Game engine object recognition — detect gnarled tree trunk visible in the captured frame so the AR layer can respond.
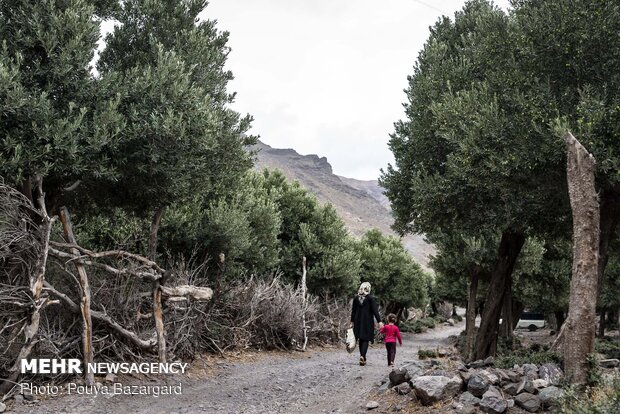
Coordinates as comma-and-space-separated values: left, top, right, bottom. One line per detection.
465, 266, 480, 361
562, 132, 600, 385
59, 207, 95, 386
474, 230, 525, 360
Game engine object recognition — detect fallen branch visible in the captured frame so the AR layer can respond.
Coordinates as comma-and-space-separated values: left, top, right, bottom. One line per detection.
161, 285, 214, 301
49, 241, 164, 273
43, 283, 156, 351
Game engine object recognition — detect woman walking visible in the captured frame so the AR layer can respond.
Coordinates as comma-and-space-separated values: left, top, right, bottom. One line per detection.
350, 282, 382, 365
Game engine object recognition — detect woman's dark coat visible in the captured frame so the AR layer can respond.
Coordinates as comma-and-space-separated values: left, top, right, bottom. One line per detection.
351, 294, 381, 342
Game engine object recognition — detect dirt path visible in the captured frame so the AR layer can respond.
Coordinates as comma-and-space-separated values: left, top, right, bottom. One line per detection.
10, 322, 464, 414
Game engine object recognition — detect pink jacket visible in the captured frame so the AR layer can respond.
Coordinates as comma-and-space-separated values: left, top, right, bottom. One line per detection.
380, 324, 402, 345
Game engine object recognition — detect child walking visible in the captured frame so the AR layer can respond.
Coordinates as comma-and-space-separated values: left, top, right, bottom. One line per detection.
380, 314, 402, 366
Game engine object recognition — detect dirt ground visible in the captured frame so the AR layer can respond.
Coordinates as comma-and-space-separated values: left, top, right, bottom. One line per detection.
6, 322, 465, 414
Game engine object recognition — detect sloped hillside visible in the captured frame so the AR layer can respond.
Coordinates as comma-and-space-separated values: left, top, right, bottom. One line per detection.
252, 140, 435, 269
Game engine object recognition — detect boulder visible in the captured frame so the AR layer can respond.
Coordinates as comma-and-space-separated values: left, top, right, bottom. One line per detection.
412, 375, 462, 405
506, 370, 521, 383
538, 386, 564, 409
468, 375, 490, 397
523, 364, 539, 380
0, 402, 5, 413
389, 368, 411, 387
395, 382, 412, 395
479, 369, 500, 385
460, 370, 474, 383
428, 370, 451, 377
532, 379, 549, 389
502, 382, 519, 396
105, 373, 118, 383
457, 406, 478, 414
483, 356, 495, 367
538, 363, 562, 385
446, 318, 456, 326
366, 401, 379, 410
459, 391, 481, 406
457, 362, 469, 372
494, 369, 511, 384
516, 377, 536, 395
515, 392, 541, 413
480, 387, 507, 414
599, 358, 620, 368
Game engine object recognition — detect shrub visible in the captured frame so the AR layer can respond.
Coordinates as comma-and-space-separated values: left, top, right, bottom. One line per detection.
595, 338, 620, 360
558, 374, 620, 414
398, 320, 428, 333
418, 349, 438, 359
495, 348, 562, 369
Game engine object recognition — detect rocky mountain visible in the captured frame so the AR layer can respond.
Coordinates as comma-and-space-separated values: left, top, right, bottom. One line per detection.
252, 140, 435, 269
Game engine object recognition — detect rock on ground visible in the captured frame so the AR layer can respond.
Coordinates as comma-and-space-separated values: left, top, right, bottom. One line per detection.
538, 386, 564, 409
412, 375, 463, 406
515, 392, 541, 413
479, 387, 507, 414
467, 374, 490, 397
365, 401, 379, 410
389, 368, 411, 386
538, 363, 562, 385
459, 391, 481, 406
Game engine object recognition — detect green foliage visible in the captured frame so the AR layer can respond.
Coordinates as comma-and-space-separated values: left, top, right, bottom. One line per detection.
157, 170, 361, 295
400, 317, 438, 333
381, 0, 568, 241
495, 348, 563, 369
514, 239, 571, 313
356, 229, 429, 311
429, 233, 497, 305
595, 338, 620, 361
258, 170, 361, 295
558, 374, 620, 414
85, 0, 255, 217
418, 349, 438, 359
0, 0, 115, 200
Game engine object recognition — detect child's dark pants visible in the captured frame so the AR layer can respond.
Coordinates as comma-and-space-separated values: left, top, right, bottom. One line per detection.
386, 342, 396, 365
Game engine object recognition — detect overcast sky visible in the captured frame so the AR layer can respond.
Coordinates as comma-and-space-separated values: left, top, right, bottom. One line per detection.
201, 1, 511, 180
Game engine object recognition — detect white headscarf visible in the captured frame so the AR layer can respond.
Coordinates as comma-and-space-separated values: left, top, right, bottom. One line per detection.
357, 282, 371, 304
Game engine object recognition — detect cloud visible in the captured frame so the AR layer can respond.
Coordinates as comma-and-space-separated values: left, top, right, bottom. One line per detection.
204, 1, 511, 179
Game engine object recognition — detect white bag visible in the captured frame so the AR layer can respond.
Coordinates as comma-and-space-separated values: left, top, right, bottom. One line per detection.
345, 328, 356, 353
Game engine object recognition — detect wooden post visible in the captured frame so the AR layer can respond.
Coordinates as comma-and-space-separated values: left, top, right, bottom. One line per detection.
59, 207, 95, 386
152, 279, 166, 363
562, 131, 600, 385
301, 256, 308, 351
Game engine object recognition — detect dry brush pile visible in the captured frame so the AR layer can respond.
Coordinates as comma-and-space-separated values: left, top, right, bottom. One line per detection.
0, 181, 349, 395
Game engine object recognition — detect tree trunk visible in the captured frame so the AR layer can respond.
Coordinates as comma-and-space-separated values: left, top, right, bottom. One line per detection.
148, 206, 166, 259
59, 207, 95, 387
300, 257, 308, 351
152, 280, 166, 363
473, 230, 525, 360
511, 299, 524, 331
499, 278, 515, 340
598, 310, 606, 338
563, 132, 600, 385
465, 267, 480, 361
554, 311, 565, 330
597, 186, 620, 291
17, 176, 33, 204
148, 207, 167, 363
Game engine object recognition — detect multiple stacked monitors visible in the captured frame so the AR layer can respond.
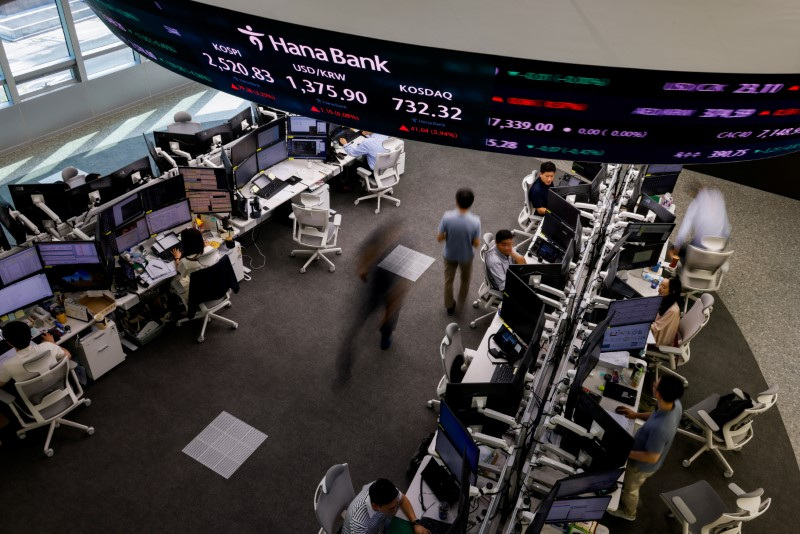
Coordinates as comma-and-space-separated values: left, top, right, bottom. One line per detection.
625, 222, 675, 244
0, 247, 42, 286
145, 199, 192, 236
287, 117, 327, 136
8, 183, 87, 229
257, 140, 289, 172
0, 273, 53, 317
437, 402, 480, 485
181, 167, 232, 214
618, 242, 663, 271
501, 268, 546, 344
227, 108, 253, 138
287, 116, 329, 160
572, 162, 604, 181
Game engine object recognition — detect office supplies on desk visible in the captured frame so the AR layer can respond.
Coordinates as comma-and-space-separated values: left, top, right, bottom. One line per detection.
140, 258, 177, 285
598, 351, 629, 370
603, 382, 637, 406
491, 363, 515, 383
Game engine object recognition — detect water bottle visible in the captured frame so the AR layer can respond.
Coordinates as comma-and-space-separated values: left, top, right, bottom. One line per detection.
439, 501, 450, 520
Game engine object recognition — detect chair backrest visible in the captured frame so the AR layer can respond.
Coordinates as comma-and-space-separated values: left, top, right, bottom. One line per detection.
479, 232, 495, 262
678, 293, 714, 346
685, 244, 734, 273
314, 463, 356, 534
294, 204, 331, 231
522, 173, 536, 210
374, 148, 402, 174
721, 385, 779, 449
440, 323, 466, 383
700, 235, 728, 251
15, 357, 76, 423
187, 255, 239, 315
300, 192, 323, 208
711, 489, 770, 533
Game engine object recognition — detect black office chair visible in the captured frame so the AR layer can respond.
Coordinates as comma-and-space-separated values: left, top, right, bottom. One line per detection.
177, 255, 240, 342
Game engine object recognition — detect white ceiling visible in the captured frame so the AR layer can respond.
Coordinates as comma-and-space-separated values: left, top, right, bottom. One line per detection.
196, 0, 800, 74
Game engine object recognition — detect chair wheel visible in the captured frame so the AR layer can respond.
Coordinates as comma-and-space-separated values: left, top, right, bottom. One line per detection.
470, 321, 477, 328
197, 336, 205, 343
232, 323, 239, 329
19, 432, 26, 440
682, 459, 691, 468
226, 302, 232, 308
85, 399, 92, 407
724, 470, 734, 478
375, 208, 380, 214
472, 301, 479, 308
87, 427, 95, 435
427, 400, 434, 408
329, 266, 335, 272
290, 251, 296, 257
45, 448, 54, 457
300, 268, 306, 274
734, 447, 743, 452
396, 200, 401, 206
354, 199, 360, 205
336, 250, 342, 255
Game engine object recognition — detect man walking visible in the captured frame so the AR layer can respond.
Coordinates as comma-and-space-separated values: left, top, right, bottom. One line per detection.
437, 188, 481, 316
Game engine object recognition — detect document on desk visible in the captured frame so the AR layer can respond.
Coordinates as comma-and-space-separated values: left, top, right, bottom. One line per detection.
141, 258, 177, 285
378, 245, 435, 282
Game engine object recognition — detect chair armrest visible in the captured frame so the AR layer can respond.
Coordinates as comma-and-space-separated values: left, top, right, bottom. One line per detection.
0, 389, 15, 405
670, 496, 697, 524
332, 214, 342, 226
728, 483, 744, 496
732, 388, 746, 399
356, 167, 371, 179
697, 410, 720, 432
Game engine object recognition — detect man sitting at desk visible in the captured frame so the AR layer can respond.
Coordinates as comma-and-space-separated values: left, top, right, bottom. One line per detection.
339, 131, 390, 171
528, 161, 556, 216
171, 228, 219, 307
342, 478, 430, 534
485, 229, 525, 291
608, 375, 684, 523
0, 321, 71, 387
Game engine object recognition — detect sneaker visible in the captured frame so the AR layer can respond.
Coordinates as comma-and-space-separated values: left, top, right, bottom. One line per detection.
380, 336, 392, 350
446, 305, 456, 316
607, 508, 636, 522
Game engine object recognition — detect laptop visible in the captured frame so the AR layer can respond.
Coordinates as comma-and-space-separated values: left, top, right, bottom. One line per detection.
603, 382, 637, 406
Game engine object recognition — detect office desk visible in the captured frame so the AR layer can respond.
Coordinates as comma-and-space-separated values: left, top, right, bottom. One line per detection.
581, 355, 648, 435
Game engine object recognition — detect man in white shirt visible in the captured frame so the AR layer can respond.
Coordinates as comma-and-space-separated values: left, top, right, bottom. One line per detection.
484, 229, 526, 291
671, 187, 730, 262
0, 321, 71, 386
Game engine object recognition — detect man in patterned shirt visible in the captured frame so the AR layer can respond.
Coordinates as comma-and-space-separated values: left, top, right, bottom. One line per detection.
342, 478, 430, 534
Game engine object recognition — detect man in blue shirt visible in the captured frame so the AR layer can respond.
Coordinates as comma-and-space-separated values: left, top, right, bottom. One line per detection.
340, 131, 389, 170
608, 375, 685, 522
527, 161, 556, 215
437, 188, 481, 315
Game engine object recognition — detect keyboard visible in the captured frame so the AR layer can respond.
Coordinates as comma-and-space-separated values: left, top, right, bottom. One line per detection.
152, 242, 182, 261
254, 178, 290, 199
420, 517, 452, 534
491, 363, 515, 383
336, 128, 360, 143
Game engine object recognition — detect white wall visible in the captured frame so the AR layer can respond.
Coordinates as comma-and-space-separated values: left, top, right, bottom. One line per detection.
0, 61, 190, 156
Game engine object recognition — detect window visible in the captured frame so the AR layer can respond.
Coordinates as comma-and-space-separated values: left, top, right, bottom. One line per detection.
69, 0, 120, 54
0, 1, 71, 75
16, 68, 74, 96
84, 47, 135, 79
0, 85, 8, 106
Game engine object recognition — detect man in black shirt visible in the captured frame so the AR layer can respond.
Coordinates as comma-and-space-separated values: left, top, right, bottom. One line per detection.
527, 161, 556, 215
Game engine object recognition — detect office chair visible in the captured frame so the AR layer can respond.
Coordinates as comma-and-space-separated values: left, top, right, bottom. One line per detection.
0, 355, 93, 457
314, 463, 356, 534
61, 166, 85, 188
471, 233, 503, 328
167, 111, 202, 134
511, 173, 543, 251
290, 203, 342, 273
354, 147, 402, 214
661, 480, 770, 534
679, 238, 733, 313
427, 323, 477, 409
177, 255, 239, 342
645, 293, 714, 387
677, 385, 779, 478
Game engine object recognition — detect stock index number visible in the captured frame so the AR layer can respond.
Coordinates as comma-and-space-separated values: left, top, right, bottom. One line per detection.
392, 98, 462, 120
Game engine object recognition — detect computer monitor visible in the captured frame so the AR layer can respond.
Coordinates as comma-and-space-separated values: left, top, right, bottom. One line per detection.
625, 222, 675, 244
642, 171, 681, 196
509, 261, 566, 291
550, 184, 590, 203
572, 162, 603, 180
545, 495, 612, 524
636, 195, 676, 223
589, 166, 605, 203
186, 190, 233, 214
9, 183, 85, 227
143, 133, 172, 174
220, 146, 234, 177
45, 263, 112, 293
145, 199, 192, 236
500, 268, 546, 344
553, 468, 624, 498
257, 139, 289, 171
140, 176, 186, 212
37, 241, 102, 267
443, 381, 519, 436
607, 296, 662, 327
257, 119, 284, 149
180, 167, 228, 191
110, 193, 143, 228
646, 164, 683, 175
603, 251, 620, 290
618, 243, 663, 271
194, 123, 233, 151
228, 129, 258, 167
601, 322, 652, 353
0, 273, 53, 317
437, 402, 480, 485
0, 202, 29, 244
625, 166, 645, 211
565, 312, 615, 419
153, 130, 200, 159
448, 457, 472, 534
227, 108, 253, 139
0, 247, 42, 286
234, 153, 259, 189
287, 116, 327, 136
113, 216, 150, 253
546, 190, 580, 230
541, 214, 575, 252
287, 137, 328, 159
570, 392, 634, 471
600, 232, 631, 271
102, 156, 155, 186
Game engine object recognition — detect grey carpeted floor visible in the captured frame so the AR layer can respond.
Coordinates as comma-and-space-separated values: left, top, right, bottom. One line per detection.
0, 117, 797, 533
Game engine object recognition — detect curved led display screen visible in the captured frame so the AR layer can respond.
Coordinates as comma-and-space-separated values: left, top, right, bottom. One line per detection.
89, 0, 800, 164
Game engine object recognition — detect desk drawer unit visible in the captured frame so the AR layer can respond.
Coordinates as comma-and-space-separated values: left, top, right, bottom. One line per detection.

→ PROBLEM TO WORK ON: Among the lines above, find those that contain the word "dirt" and copy them.

→ ANSWER BELOW:
Game engine object recognition — detect dirt path visible in the captured frame so the AR layer can respond.
Game engine object recognition — detect dirt ground visible in the captured frame so the AR layer can respond.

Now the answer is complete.